## FRAGMENTO FUENTE
▼

Cuando los padres estropean a los hijos

Los psiquiatras predican con frecuencia: «Hay que matar al padre». Tienen buena parte de razón. El padre –y la madre– son muchas veces el obstáculo para la prosperidad del hijo.

Incluso cuando han sido modelo para ellos, porque los hijos tienen una obligación prioritaria e instintiva: superar a los padres, de lo contrario la Humanidad no avanzaría. Pues bien, ahora parece que no avanzamos sino que retrocedemos. Y parte de la culpa está en que el padre no fue matado a tiempo. Algo (egoísmo, desidia) no estamos haciendo bien.

Decía mi médico de cabecera –además era filósofo– que debería exigirse a las parejas un examen de aptitud para ser padres. Y unos cursos previos, entre otras cosas «para no parecernos a los peces y las alimañas» que procrean sin ser conscientes de cuanto hacen, sólo por pura ley hormonal y natural. Como utopía, la de mi médico era perfecta.

▲

## ACTIVIDAD
Prolonga el texto de arriba sobre los padres que estropean a los hijos a partir de su última oración.

## CONJUNTO DE REGISTROS

▼

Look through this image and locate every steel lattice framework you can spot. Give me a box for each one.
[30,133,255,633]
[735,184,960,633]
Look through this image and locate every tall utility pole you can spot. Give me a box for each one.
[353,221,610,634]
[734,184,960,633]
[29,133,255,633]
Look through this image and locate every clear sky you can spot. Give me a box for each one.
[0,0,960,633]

▲

## RESPUESTA
Los motivos para los cuales el que quiere ser padre tira para adelante en su empeño es que se cree más que preparado. Y conste que se añaden motivos de lo más variopintos, entre los que figuran «porque quiero tener una familia», «porque es ley de vida», «para dar continuidad al apellido» y otros tan banales como «porque todos tienen hijos» o «para sentirme más mujer» (o más macho).

Siglos atrás, el motivo principal era que se hacía para que cuando el padre envejeciera, el hijo o los hijos cuidaran de él, cosa que me choca porque soy de los que creen y quieren que hay que morir sin molestar, que bastante tabarra damos ahora a los que nos rodean.

Los cambios sociales de las siete últimas décadas han generado en Occidente legiones dominantes de ciudadanos en busca del bienestar, que ha desembocado, de la mano de la pérfida televisión, en idolatría al consumismo. En nuestra sociedad, los bienes son más importantes que las ideas y los sentimientos racionales, y se piensa que darles a los hijos cuantos más bienes, mejor.

Que eso es amor. Y con esta norma consumista se piensa que se ha cumplido, olvidando formarlos porque la formación exige un esfuerzo diario de imaginación, tacto y dosificación formativa. Es más fácil darles lo que piden y superprotegerlos, no vayan a vivir una infancia y adolescencia como la que se conoció en la posguerra. Es decir, los superprotegemos pero al mismo tiempo los abandonamos.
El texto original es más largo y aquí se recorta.